Your copy should match the records below word for word and contain no pictures.

=== INFORMATION SUPPLIED ===

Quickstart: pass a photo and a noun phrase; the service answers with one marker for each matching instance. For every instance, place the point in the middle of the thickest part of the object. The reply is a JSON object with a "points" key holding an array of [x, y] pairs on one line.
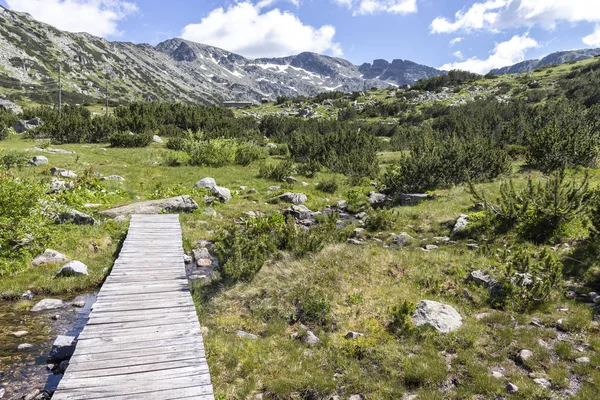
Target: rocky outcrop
{"points": [[173, 205]]}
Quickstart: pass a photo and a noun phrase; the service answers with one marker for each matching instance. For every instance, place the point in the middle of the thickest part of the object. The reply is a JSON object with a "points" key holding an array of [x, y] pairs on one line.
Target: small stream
{"points": [[24, 373]]}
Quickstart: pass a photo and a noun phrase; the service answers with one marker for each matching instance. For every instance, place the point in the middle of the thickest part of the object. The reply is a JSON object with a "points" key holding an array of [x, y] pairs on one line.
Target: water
{"points": [[22, 372]]}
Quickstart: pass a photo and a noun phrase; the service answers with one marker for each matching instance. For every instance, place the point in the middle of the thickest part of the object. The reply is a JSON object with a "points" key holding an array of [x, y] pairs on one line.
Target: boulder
{"points": [[47, 304], [460, 225], [206, 183], [62, 349], [222, 194], [294, 198], [74, 268], [377, 199], [412, 199], [38, 160], [113, 178], [73, 216], [441, 317], [49, 257], [172, 205]]}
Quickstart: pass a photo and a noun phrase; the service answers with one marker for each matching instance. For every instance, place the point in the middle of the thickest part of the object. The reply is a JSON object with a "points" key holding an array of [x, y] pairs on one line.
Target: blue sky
{"points": [[476, 35]]}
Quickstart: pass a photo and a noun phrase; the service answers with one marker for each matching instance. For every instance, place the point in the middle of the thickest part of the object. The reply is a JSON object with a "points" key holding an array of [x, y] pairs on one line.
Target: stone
{"points": [[412, 199], [511, 388], [460, 225], [294, 198], [74, 268], [62, 349], [113, 178], [482, 279], [311, 339], [49, 257], [402, 239], [206, 183], [441, 317], [171, 205], [75, 217], [377, 199], [222, 194], [353, 335], [246, 335], [38, 161], [543, 382], [63, 173], [524, 355], [47, 304]]}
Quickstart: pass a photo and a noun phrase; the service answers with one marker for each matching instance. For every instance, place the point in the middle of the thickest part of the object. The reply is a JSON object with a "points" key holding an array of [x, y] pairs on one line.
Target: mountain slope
{"points": [[175, 70], [557, 58]]}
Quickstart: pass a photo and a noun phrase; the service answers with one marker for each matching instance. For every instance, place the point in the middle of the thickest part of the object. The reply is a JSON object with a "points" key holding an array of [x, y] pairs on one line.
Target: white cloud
{"points": [[456, 41], [247, 29], [368, 7], [593, 39], [499, 14], [98, 17], [504, 54]]}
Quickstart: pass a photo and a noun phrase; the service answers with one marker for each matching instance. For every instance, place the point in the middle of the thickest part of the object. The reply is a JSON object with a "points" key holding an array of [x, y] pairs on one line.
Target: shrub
{"points": [[247, 153], [528, 280], [277, 171], [131, 140], [540, 212], [213, 153], [328, 186]]}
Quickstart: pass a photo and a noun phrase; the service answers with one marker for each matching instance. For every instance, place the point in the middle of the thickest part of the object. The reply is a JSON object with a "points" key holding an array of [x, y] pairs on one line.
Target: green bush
{"points": [[212, 153], [328, 186], [131, 140], [24, 229], [528, 280], [247, 153], [541, 211], [276, 171]]}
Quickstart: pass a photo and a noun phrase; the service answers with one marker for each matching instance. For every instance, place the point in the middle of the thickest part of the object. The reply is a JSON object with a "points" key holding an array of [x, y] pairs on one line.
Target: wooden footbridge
{"points": [[142, 340]]}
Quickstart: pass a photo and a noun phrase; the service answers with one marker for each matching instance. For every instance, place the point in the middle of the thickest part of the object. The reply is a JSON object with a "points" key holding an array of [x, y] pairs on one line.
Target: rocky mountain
{"points": [[175, 70], [557, 58]]}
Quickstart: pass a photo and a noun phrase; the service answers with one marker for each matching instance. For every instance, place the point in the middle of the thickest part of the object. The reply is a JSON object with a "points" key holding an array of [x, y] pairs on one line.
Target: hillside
{"points": [[175, 70]]}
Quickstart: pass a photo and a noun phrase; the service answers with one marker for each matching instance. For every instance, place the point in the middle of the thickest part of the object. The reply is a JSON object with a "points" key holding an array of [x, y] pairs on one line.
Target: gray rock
{"points": [[75, 217], [353, 335], [206, 183], [172, 205], [377, 199], [47, 304], [294, 198], [62, 349], [113, 178], [222, 194], [63, 173], [38, 160], [246, 335], [412, 199], [74, 268], [460, 225], [524, 355], [49, 257], [481, 278], [441, 317], [511, 388]]}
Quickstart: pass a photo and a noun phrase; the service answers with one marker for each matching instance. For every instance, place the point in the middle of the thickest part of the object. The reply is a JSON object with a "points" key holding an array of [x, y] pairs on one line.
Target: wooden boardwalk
{"points": [[142, 340]]}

===

[TASK RESULT]:
Quickstart: pass a photo and a noun phrase; the service answers with one marker for each matching instance. For every instance, place the point in the middle of the thickest part of the object. The reply is a JSON object with a "points" key holding an array of [x, y] pairs on one line.
Target: rocky outcrop
{"points": [[173, 205]]}
Quickstart: pass a photo and a noun phrase; the service answers with one marker for each matching instance. For every instance, place the point in the middle of the thickest part of the object. The reply is a JSON object with a "points" key holding an array of [x, y] pairs on one line.
Target: small stream
{"points": [[24, 373]]}
Quickstart: pass a photo and a noun phrase; the service answers with one marker for each matching instance. For every instance, place the point in the middle of the thickest part of the object. The reply is a JSON object with a "points" key holding an array of [x, y] pairs on one line.
Target: water
{"points": [[22, 372]]}
Quickstart: pass a photo and a noun phrase; the service answers with one marker for each matching instance. For every instance, place the point in the middle of the thickest part of the object. The reply is a JSON object with a "points" key holding an array of [x, y] pairs on one line.
Target: boulder
{"points": [[47, 304], [460, 225], [206, 183], [62, 349], [222, 194], [294, 198], [74, 268], [377, 199], [412, 199], [38, 160], [113, 178], [73, 216], [441, 317], [49, 257], [172, 205]]}
Quickstart: pass a photo and a noun phrase; the service answers with one marker for each matching instance. For every instance, place the point in the middle of the thickest part of the object. The reply is a JSON object with a "points" key holding an array of [x, y] pairs on one line.
Target: blue sky
{"points": [[476, 35]]}
Quickstart: pass a photo and a noun phrase; the service answers with one marker for each matching instance. For every instance, place the point in the middle of the thickest part of the object. The reply is a JSON object with a "points" key holding an array of [x, y] pairs on one line.
Target: stone
{"points": [[412, 199], [511, 388], [460, 225], [294, 198], [74, 268], [62, 349], [113, 178], [482, 279], [311, 339], [49, 257], [402, 239], [206, 183], [441, 317], [171, 205], [75, 217], [377, 199], [222, 194], [353, 335], [246, 335], [38, 161], [543, 382], [63, 173], [524, 355], [47, 304]]}
Quickstart: pass a photo and a noun phrase; the service answers with one marker for each matching instance. For every instance, place the point in the middle of the thickest part of the object. The reply is a JSON object with a "points" key holding an array of [x, y] pairs on one line.
Target: mountain slope
{"points": [[175, 70], [557, 58]]}
Quickstart: pass a photo and a noun phrase; the service answers with one marker for each matching instance. For every instance, place the point in the middle of the thickest part of the object. The reply is a JSON object with a "points" key holding an array of [x, y] pairs on one line.
Target: white cloud
{"points": [[456, 41], [247, 29], [368, 7], [593, 39], [499, 14], [98, 17], [504, 54]]}
Quickstart: pass a photo and a noun phrase; the service answers with one marker for each matching instance. For every instance, place the point in the middle of the thickest part of the object. The reply is a JSON object with a "points" key holding an array of [x, y] pairs on one line.
Target: shrub
{"points": [[247, 153], [528, 280], [277, 171], [131, 140], [540, 212], [213, 153], [328, 186]]}
Quickstart: pass a photo and a noun phrase; the service answers with one marker for each matching instance. For every instance, place the point in the middle of the thickest part of the object. The reply is a JSON object with a "points" key holding an array of [x, y] pairs on one line.
Target: green bush
{"points": [[212, 153], [328, 186], [131, 140], [24, 229], [528, 280], [247, 153], [541, 211], [276, 171]]}
Quickstart: pass a photo and a noun phrase; the service answers with one marker for each matching instance. For every instance, place the point in the middle of the thickest part of the object. The reply is a JSON object with a "points" key holding an array of [x, y] pairs on one line.
Target: wooden footbridge
{"points": [[142, 340]]}
Quickstart: pass a photo and a noun phrase; the service answers with one marker for each matching instance. For every instance, place the point in the middle of the thickest part of the object. The reply is a JSON object with a "points" key holding an array of [x, y] pairs on one line.
Target: rocky mountain
{"points": [[175, 70], [557, 58]]}
Quickstart: pass a photo and a noun phrase; the service answers with one marker for each matching instance. For every instance, place the point in the middle of the thickest part of the object. The reply is a JSON object with a "points" key holding an array of [x, y] pairs on one line.
Target: hillside
{"points": [[175, 70]]}
Quickstart: pass a photo and a noun phrase; the service answers with one marker for each matching instance. For every instance, place the point in the middle of the thickest part of the object. The reply is a JSON object with a "points" key holding an array of [x, y] pairs on one line.
Target: gray rock
{"points": [[75, 217], [353, 335], [206, 183], [172, 205], [377, 199], [47, 304], [294, 198], [62, 349], [113, 178], [222, 194], [63, 173], [38, 160], [246, 335], [412, 199], [74, 268], [460, 225], [524, 355], [49, 257], [481, 278], [441, 317], [511, 388]]}
Quickstart: pass a photo and a noun phrase; the service answers with one marker for each matching instance. For every instance, place the point in the middle of the thickest part of the object. The reply is a JSON object with a "points" key holding an array of [x, y] pairs on one line.
Target: wooden boardwalk
{"points": [[142, 340]]}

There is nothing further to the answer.